Collection entries
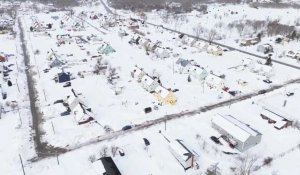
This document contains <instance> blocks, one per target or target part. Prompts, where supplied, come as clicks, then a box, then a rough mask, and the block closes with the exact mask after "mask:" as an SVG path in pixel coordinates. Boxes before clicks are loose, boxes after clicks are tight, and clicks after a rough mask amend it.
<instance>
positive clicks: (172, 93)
mask: <svg viewBox="0 0 300 175" xmlns="http://www.w3.org/2000/svg"><path fill="white" fill-rule="evenodd" d="M154 96H155V97H156V98H157V100H158V101H159V102H161V103H164V104H167V105H176V102H177V98H176V96H175V95H174V93H173V92H172V91H169V90H167V89H165V88H164V87H162V86H157V88H156V89H155V93H154Z"/></svg>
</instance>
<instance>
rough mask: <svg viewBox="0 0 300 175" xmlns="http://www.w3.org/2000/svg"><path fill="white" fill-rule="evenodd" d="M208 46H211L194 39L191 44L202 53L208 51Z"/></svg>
mask: <svg viewBox="0 0 300 175" xmlns="http://www.w3.org/2000/svg"><path fill="white" fill-rule="evenodd" d="M208 46H209V44H208V43H206V42H202V41H199V40H198V39H194V40H193V41H192V42H191V47H194V48H197V49H199V51H200V52H202V51H206V50H207V47H208Z"/></svg>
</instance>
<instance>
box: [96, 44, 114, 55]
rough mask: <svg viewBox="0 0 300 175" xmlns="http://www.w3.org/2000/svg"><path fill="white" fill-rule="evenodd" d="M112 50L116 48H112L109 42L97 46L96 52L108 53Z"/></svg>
mask: <svg viewBox="0 0 300 175" xmlns="http://www.w3.org/2000/svg"><path fill="white" fill-rule="evenodd" d="M113 52H116V50H115V49H113V48H112V47H111V46H110V45H109V44H103V45H102V46H101V47H99V48H98V53H100V54H104V55H109V54H111V53H113Z"/></svg>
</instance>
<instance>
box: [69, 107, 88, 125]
mask: <svg viewBox="0 0 300 175" xmlns="http://www.w3.org/2000/svg"><path fill="white" fill-rule="evenodd" d="M73 114H74V118H75V120H76V121H77V122H78V123H79V122H83V121H86V120H87V119H88V118H89V117H90V116H88V115H87V114H85V113H84V111H83V109H82V107H81V105H76V107H75V108H74V112H73Z"/></svg>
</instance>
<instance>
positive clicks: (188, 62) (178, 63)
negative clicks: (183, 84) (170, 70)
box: [176, 58, 191, 74]
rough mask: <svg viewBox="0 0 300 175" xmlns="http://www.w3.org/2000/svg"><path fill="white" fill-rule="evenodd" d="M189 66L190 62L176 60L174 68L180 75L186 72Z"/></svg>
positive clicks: (180, 59)
mask: <svg viewBox="0 0 300 175" xmlns="http://www.w3.org/2000/svg"><path fill="white" fill-rule="evenodd" d="M190 65H191V61H190V60H186V59H183V58H178V60H177V61H176V68H177V70H178V72H179V73H180V74H182V73H185V72H186V71H187V70H188V68H189V66H190Z"/></svg>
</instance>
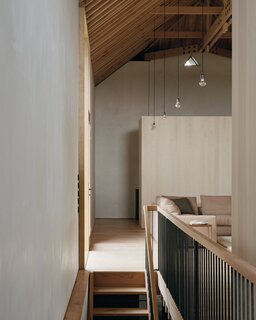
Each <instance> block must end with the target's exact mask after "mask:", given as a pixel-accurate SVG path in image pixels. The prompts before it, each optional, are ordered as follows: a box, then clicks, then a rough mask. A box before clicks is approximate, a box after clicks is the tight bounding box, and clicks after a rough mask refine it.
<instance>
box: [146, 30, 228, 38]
mask: <svg viewBox="0 0 256 320" xmlns="http://www.w3.org/2000/svg"><path fill="white" fill-rule="evenodd" d="M202 36H203V33H202V32H200V31H199V32H198V31H180V32H179V33H178V31H165V32H163V31H157V32H150V33H149V35H148V36H146V37H147V38H151V39H154V38H155V39H177V38H180V39H200V38H202ZM221 38H222V39H231V38H232V33H231V32H226V33H222V34H221Z"/></svg>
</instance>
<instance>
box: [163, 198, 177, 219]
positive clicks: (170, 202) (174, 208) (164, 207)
mask: <svg viewBox="0 0 256 320" xmlns="http://www.w3.org/2000/svg"><path fill="white" fill-rule="evenodd" d="M159 206H160V207H161V208H162V209H163V210H164V211H166V212H168V213H171V214H175V215H178V214H181V212H180V209H179V207H178V206H177V205H176V204H175V203H174V202H173V201H172V200H171V199H167V198H165V197H160V199H159Z"/></svg>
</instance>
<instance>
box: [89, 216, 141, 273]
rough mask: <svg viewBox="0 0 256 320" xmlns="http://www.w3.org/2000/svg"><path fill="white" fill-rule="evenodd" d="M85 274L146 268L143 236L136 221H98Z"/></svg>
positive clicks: (92, 232)
mask: <svg viewBox="0 0 256 320" xmlns="http://www.w3.org/2000/svg"><path fill="white" fill-rule="evenodd" d="M86 269H87V270H88V271H101V270H104V271H140V270H144V269H145V234H144V230H143V229H141V228H140V226H139V225H138V222H137V221H136V220H129V219H97V220H96V222H95V226H94V229H93V232H92V235H91V246H90V252H89V256H88V260H87V265H86Z"/></svg>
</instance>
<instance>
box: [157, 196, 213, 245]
mask: <svg viewBox="0 0 256 320" xmlns="http://www.w3.org/2000/svg"><path fill="white" fill-rule="evenodd" d="M174 199H175V200H176V199H184V197H171V196H158V197H157V198H156V204H157V205H158V206H159V207H160V208H161V209H163V210H164V211H165V212H166V213H168V214H170V215H175V216H176V217H177V218H178V219H180V220H181V221H183V222H184V223H186V224H190V223H191V222H195V221H198V222H200V221H203V222H207V223H208V224H210V225H211V226H212V228H211V238H212V240H214V241H216V240H217V234H216V217H215V216H214V215H207V216H203V215H199V210H198V207H197V201H196V197H188V198H187V199H188V201H189V203H190V206H191V208H192V211H191V212H189V213H182V214H181V212H180V210H179V208H176V207H173V205H172V204H170V203H171V201H173V200H174ZM197 231H199V232H202V233H203V234H205V235H208V231H207V230H206V229H205V228H197ZM205 231H207V234H206V233H205Z"/></svg>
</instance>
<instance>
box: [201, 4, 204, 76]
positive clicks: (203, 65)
mask: <svg viewBox="0 0 256 320" xmlns="http://www.w3.org/2000/svg"><path fill="white" fill-rule="evenodd" d="M201 5H202V21H201V28H202V29H201V31H202V52H201V56H202V73H204V51H203V46H204V21H203V20H204V19H203V17H204V0H201Z"/></svg>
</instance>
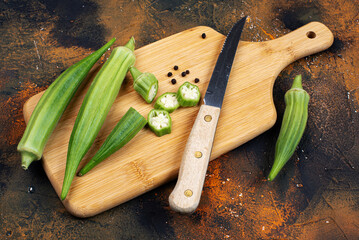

▶ [INSTRUCTIONS TO FOLLOW] Set down the records precisely as they appear. Any picture stays out.

▶ [ANSWER FOR THE TASK]
This document contains <instance> blocks, one per target or target part. Prompts, where supplied, come as clicks, then a box, then a rough mask, and the block closes with the exact mask after "mask:" as an SVG path in pixel coordinates. Boxes before clicks are loose, boxes after clicks are tight, and clicks after a rough mask amend it.
<instance>
positive clicks: (172, 93)
mask: <svg viewBox="0 0 300 175" xmlns="http://www.w3.org/2000/svg"><path fill="white" fill-rule="evenodd" d="M154 96H155V97H156V98H157V100H158V101H159V102H161V103H164V104H167V105H176V102H177V98H176V96H175V95H174V93H173V92H172V91H169V90H167V89H165V88H164V87H162V86H157V88H156V89H155V93H154Z"/></svg>
</instance>
<instance>
rough mask: <svg viewBox="0 0 300 175" xmlns="http://www.w3.org/2000/svg"><path fill="white" fill-rule="evenodd" d="M208 46H211L194 39L191 44L202 53L208 51Z"/></svg>
mask: <svg viewBox="0 0 300 175" xmlns="http://www.w3.org/2000/svg"><path fill="white" fill-rule="evenodd" d="M208 46H209V44H208V43H206V42H202V41H199V40H198V39H194V40H193V41H192V42H191V47H194V48H197V49H199V51H200V52H202V51H206V50H207V47H208Z"/></svg>
</instance>
<instance>
box: [96, 44, 114, 55]
rough mask: <svg viewBox="0 0 300 175" xmlns="http://www.w3.org/2000/svg"><path fill="white" fill-rule="evenodd" d="M112 50L116 48H112L109 42L97 46L96 52L108 53Z"/></svg>
mask: <svg viewBox="0 0 300 175" xmlns="http://www.w3.org/2000/svg"><path fill="white" fill-rule="evenodd" d="M113 52H116V50H115V49H113V48H112V47H111V46H110V45H109V44H103V45H102V46H101V47H99V48H98V53H100V54H104V55H109V54H111V53H113Z"/></svg>
</instance>
<instance>
box: [69, 107, 88, 125]
mask: <svg viewBox="0 0 300 175" xmlns="http://www.w3.org/2000/svg"><path fill="white" fill-rule="evenodd" d="M73 114H74V118H75V120H76V121H77V122H78V123H79V122H83V121H86V120H87V119H88V118H89V117H90V116H88V115H87V114H85V113H84V111H83V109H82V107H81V105H76V107H75V108H74V112H73Z"/></svg>
</instance>
<instance>
positive clicks: (188, 62) (178, 63)
negative clicks: (183, 84) (170, 70)
box: [176, 58, 191, 74]
rough mask: <svg viewBox="0 0 300 175" xmlns="http://www.w3.org/2000/svg"><path fill="white" fill-rule="evenodd" d="M189 66L190 62L176 60L174 68L180 75L186 72Z"/></svg>
positive clicks: (180, 59)
mask: <svg viewBox="0 0 300 175" xmlns="http://www.w3.org/2000/svg"><path fill="white" fill-rule="evenodd" d="M190 65H191V61H190V60H186V59H183V58H178V60H177V61H176V68H177V70H178V72H179V73H180V74H182V73H185V72H186V71H187V70H188V68H189V66H190Z"/></svg>
</instance>
Each <instance> block must end with the target's exact mask after "mask:", given as a pixel-accurate SVG path in image pixels. The prompts before it, each optional, are ordered as follows: a box, then clicks, then a rough mask. A box before clicks is approximate, a box after clicks is the tight bounding box, and clicks after a rough mask refine it.
<instance>
box: [146, 30, 228, 38]
mask: <svg viewBox="0 0 256 320" xmlns="http://www.w3.org/2000/svg"><path fill="white" fill-rule="evenodd" d="M202 36H203V33H202V32H200V31H199V32H198V31H180V32H179V33H178V31H165V32H163V31H157V32H150V33H149V35H148V36H146V37H147V38H151V39H154V38H155V39H177V38H180V39H200V38H202ZM221 38H222V39H231V38H232V33H231V32H226V33H222V34H221Z"/></svg>
</instance>
<instance>
box: [163, 198, 177, 219]
positive clicks: (170, 202) (174, 208) (164, 207)
mask: <svg viewBox="0 0 256 320" xmlns="http://www.w3.org/2000/svg"><path fill="white" fill-rule="evenodd" d="M159 206H160V207H161V208H162V209H163V210H164V211H166V212H168V213H171V214H175V215H178V214H181V212H180V209H179V207H178V206H177V205H176V204H175V203H174V202H173V201H172V200H171V199H167V198H165V197H160V199H159Z"/></svg>
</instance>
<instance>
box: [89, 216, 141, 273]
rough mask: <svg viewBox="0 0 256 320" xmlns="http://www.w3.org/2000/svg"><path fill="white" fill-rule="evenodd" d="M85 274L146 268L143 236L136 221H98Z"/></svg>
positive clicks: (92, 232)
mask: <svg viewBox="0 0 256 320" xmlns="http://www.w3.org/2000/svg"><path fill="white" fill-rule="evenodd" d="M86 269H87V270H88V271H101V270H104V271H140V270H144V269H145V234H144V230H143V229H141V228H140V226H139V225H138V222H137V221H136V220H129V219H97V220H96V222H95V226H94V229H93V232H92V235H91V246H90V252H89V256H88V260H87V265H86Z"/></svg>
</instance>
<instance>
box: [157, 196, 213, 245]
mask: <svg viewBox="0 0 256 320" xmlns="http://www.w3.org/2000/svg"><path fill="white" fill-rule="evenodd" d="M174 199H175V200H176V199H184V197H171V196H158V197H157V198H156V204H157V205H158V206H159V207H160V208H161V209H163V210H164V211H165V212H166V213H168V214H170V215H175V216H176V217H177V218H178V219H180V220H181V221H183V222H184V223H186V224H190V223H191V222H195V221H198V222H200V221H203V222H207V223H208V224H210V225H211V226H212V228H211V238H212V240H214V241H216V240H217V234H216V217H215V216H214V215H207V216H203V215H199V210H198V207H197V201H196V197H188V198H187V199H188V201H189V203H190V206H191V208H192V211H191V212H189V213H182V214H181V212H180V210H179V208H176V207H173V205H172V204H170V203H171V201H173V200H174ZM197 231H199V232H202V233H203V234H205V235H208V231H207V230H206V229H205V228H197ZM205 231H207V234H206V233H205Z"/></svg>
</instance>
<instance>
box: [201, 4, 204, 76]
positive clicks: (203, 65)
mask: <svg viewBox="0 0 256 320" xmlns="http://www.w3.org/2000/svg"><path fill="white" fill-rule="evenodd" d="M201 5H202V21H201V28H202V29H201V31H202V52H201V56H202V73H204V51H203V46H204V21H203V20H204V19H203V17H204V0H201Z"/></svg>
</instance>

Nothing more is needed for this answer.